THE REQUEST: Return the lines below as a JSON list of strings, one string per line, omitting blank lines. Leave the picture out of the list.

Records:

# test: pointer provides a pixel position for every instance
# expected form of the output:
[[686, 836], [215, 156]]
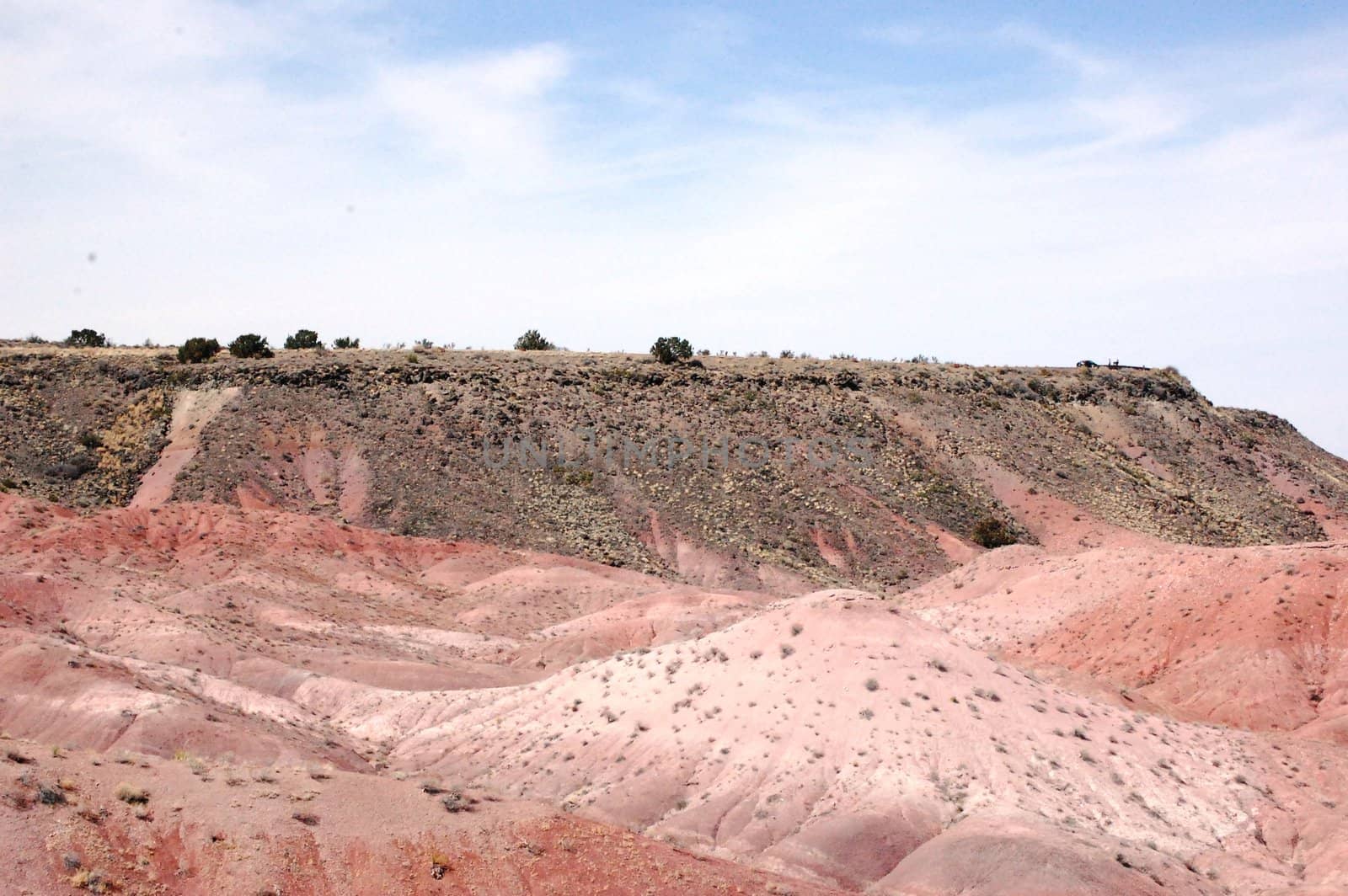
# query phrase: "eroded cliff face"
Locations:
[[1062, 457]]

TASK OUTPUT:
[
  "# test: pointer provides a pixel position for every instance",
  "# expected form of the output:",
  "[[686, 836], [215, 156]]",
  "# query phrase: \"eroded cliff face\"",
  "Locations:",
  "[[1062, 457]]"
]